What the exercise asks:
Put every line of the items below into a Markdown table with two columns, Row and Line, numbering each row and omitting blank lines.

Records:
◆ ◆ ◆ ◆

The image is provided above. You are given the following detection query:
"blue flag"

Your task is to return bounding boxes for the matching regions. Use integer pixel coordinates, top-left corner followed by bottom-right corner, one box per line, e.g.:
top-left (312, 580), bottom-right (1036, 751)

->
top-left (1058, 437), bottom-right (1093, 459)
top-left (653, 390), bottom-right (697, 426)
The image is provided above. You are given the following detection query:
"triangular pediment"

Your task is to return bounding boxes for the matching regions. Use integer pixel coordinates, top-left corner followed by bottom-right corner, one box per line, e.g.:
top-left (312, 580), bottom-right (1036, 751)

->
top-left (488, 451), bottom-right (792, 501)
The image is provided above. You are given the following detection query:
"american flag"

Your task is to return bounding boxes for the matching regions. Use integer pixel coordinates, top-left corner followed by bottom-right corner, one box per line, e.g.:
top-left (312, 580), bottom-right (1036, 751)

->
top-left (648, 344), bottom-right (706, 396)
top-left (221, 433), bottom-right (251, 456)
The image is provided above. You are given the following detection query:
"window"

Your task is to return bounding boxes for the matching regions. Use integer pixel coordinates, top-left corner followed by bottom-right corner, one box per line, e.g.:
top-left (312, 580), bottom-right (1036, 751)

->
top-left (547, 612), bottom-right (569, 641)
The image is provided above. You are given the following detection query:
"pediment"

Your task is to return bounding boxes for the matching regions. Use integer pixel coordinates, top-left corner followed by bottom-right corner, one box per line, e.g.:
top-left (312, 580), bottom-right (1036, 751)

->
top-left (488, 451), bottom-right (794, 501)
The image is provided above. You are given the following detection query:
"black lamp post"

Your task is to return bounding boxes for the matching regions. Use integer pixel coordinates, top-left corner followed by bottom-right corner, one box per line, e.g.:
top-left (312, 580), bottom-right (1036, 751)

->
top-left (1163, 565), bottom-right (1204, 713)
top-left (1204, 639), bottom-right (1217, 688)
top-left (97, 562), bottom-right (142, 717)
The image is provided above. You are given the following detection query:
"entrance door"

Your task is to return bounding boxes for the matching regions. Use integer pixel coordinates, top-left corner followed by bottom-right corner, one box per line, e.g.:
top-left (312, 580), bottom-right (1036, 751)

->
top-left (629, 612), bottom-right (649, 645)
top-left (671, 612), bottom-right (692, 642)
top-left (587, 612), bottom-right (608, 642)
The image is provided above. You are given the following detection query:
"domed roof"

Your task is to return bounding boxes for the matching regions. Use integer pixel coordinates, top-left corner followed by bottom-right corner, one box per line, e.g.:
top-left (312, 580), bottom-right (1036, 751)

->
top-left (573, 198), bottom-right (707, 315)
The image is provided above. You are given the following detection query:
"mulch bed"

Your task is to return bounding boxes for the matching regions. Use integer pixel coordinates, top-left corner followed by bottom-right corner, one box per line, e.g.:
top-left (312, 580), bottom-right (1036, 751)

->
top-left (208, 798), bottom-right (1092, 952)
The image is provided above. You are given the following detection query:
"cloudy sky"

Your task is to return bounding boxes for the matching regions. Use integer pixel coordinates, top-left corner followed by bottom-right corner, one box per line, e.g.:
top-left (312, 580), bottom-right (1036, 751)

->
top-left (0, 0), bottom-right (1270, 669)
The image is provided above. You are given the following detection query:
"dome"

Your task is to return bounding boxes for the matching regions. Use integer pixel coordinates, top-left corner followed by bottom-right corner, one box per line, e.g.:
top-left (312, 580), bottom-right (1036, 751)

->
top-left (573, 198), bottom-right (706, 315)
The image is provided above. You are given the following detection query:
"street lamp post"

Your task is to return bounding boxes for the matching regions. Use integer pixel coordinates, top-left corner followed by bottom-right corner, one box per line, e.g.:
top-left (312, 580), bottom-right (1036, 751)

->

◆ ◆ ◆ ◆

Full answer:
| Row | Line |
|---|---|
| 1 | The image is provided above. You are given the following detection query: |
| 2 | "blue flag" |
| 3 | Your task is to return bounding boxes for the matching regions. Use integer pixel coordinates, top-left corner followed by bottom-right corner, one box per line, e.g.: |
| 4 | top-left (312, 580), bottom-right (1036, 751) |
| 5 | -> |
| 6 | top-left (1058, 437), bottom-right (1093, 459) |
| 7 | top-left (653, 390), bottom-right (697, 426) |
| 8 | The image is provided above. You are given the following detection query: |
| 9 | "triangular pediment" |
| 10 | Your task is to return bounding boxes for the matching regions. Use integer pixel coordinates, top-left corner followed by bottom-right corner, one box per line, e.g.: |
| 11 | top-left (312, 580), bottom-right (1036, 751) |
| 12 | -> |
| 13 | top-left (488, 451), bottom-right (792, 501) |
| 14 | The image is provided above. You are given the following detection query: |
| 15 | "american flag" |
| 16 | Your task is to return bounding boxes for the matching regions. Use integer pixel coordinates, top-left corner followed by bottom-right corner, one box per line, e.g.: |
| 17 | top-left (312, 580), bottom-right (1036, 751) |
| 18 | -> |
| 19 | top-left (648, 344), bottom-right (706, 396) |
| 20 | top-left (221, 433), bottom-right (251, 456) |
| 21 | The image is provided above. You are given the following detection query: |
| 22 | "window" |
| 23 | Your task is to return bounding boxes for the matching regions. Use integer pixel coordinates, top-left corner followed by bottom-right corner, one box per line, e.g.: |
| 24 | top-left (312, 580), bottom-right (1036, 751) |
| 25 | -> |
| 26 | top-left (547, 612), bottom-right (569, 641) |
| 27 | The image is provided above. You are given the following detection query: |
| 28 | "pediment" |
| 29 | Your task is to return bounding boxes for the matching regions. Use integer pixel coordinates, top-left corner followed by bottom-right corner, one box per line, e.g.: |
| 30 | top-left (312, 580), bottom-right (1036, 751) |
| 31 | -> |
| 32 | top-left (488, 451), bottom-right (794, 501) |
| 33 | The image is provided above. You are given the following detection query: |
| 34 | "black lamp post" |
| 35 | Your task is to return bounding boxes for the matching regions. Use integer pixel coordinates, top-left corner followed by bottom-right corner, one box per line, e.g.: |
| 36 | top-left (312, 580), bottom-right (1036, 751) |
| 37 | -> |
| 38 | top-left (1163, 565), bottom-right (1204, 713) |
| 39 | top-left (1204, 639), bottom-right (1217, 688) |
| 40 | top-left (97, 562), bottom-right (142, 717) |
| 41 | The image is provided above. You are given the following detection query: |
| 42 | "entrance door" |
| 43 | Your task is to return bounding boxes for the matching regions. Use integer pixel coordinates, top-left corner followed by bottom-right corner, one box per line, e.g.: |
| 44 | top-left (312, 580), bottom-right (1036, 751) |
| 45 | -> |
| 46 | top-left (629, 612), bottom-right (649, 645) |
| 47 | top-left (671, 612), bottom-right (692, 642) |
| 48 | top-left (587, 612), bottom-right (608, 642) |
| 49 | The image is provided above. You are given the following detection query: |
| 50 | "domed roof" |
| 51 | Your task is to return bounding boxes for the matching regions. Use integer pixel coordinates, top-left corner followed by bottom-right corner, one box per line, e.g.: |
| 52 | top-left (312, 580), bottom-right (1036, 751) |
| 53 | -> |
| 54 | top-left (573, 198), bottom-right (707, 315) |
| 55 | The image is provided above. You are given the following detection query: |
| 56 | "mulch bed" |
| 57 | Your task is to return bounding boxes for the matching regions. Use integer pixel coordinates, top-left corner followed by bottom-right corner, one box per line, e.g.: |
| 58 | top-left (312, 580), bottom-right (1036, 751) |
| 59 | -> |
| 60 | top-left (208, 798), bottom-right (1092, 952) |
| 61 | The image is provided above. You are given the following detection query: |
| 62 | "cloudy sky" |
| 63 | Your task is to return bounding boxes for the matching regions. Use integer pixel coordinates, top-left corner followed by bottom-right corner, one box per line, e.g.: |
| 64 | top-left (312, 580), bottom-right (1036, 751) |
| 65 | -> |
| 66 | top-left (0, 0), bottom-right (1270, 669) |
| 67 | The image is provided above. You are given the following detection query: |
| 68 | "dome" |
| 69 | Your task is to return bounding boxes for the matching regions. Use integer pixel coordinates, top-left corner followed by bottom-right corner, one box per line, e.g.: |
| 70 | top-left (312, 580), bottom-right (1036, 751) |
| 71 | -> |
| 72 | top-left (573, 198), bottom-right (706, 315) |
| 73 | The image is provided above. You are given the following detection query: |
| 74 | "street lamp post" |
| 75 | Your task is to return bounding boxes for the matching regions. Use integer pixel coordinates, top-left corner followed by bottom-right corner, one box per line, e.g.: |
| 76 | top-left (312, 580), bottom-right (1036, 751) |
| 77 | -> |